Records drawn from a dataset:
— BEGIN —

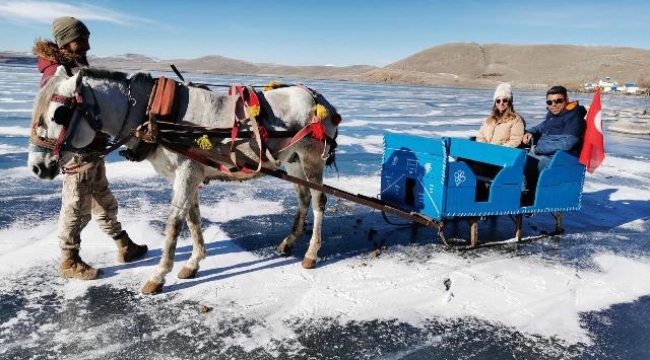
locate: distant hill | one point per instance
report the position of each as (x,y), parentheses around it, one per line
(522,65)
(223,65)
(455,64)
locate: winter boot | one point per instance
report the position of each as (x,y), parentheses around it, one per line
(127,250)
(73,267)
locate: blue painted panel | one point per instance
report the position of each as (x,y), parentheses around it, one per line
(487,153)
(413,170)
(560,184)
(434,177)
(504,189)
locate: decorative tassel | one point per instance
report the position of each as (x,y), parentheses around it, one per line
(336,119)
(264,134)
(253,111)
(204,142)
(272,85)
(317,131)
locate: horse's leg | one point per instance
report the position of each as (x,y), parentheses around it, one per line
(310,168)
(186,185)
(304,196)
(198,244)
(313,167)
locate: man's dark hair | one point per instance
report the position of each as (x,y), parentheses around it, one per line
(557,89)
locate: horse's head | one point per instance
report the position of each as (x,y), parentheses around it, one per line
(57,123)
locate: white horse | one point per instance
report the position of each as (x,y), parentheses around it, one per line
(121,103)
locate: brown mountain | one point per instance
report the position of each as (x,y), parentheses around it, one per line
(455,64)
(471,64)
(227,66)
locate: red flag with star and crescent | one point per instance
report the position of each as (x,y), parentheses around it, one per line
(593,150)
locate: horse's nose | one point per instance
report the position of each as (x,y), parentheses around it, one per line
(37,170)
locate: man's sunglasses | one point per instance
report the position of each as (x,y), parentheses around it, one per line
(556,101)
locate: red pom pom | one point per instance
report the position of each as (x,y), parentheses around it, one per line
(264,134)
(336,119)
(317,131)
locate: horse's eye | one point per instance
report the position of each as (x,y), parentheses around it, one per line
(63,115)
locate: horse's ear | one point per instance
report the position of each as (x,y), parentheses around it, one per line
(78,79)
(60,71)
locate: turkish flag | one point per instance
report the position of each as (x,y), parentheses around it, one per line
(593,150)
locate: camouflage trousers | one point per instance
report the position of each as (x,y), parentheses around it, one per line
(85,194)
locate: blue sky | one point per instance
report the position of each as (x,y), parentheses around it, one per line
(324,32)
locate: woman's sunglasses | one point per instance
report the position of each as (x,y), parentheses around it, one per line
(556,101)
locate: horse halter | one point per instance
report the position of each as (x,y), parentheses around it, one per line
(63,116)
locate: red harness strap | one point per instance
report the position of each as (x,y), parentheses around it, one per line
(251,107)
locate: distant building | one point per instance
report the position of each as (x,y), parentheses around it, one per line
(589,86)
(631,88)
(607,84)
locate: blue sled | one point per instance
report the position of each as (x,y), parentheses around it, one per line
(447,177)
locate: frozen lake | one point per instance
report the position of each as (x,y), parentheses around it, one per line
(583,295)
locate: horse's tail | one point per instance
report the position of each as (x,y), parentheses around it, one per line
(330,122)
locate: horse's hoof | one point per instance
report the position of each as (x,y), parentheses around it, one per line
(151,288)
(308,263)
(284,249)
(187,273)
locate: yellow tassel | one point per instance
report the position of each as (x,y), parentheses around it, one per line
(320,111)
(271,85)
(253,111)
(204,142)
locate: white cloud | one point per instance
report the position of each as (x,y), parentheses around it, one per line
(46,11)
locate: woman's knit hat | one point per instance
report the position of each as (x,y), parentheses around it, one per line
(502,91)
(66,29)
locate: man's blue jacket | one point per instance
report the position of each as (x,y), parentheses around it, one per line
(563,131)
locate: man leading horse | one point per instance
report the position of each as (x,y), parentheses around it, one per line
(85,190)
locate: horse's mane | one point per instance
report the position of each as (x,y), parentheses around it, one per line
(42,101)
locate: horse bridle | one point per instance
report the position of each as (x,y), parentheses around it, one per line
(71,104)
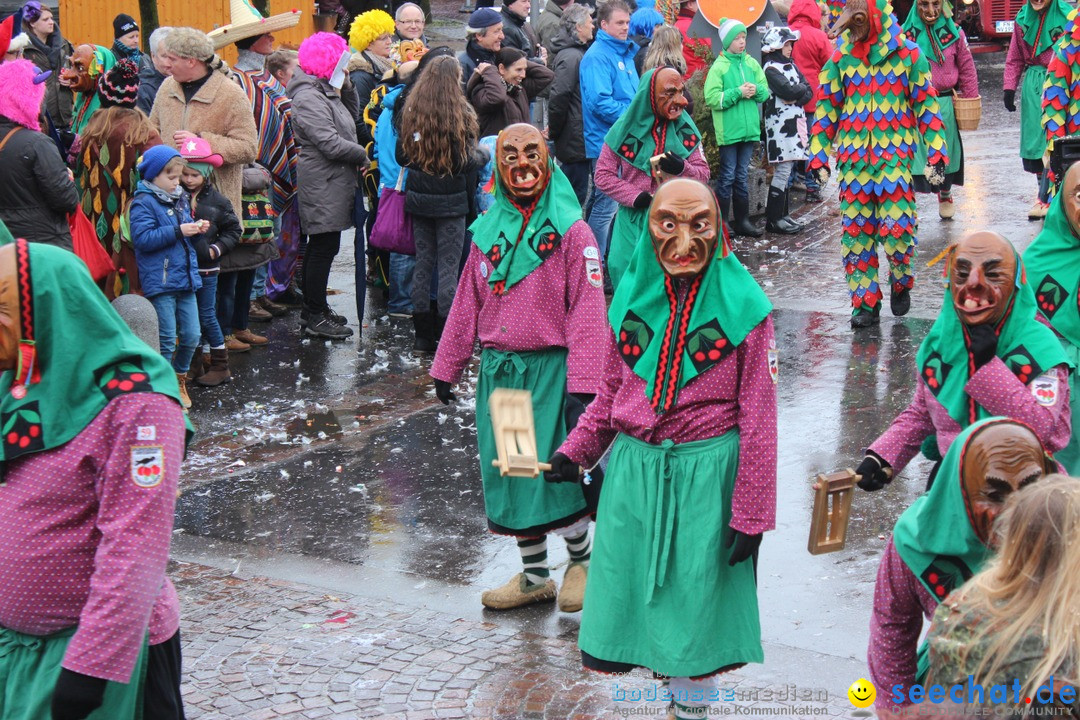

— END —

INSTRUCTIONS FOR THE TASK >> Return each line of the items above that contains the word "woman". Treat uppercase and lowercase letters as distinct.

TASK SOLUTION >>
locate: woman's sunglasses | one point per instance
locate: woman's knit hat | one point per instance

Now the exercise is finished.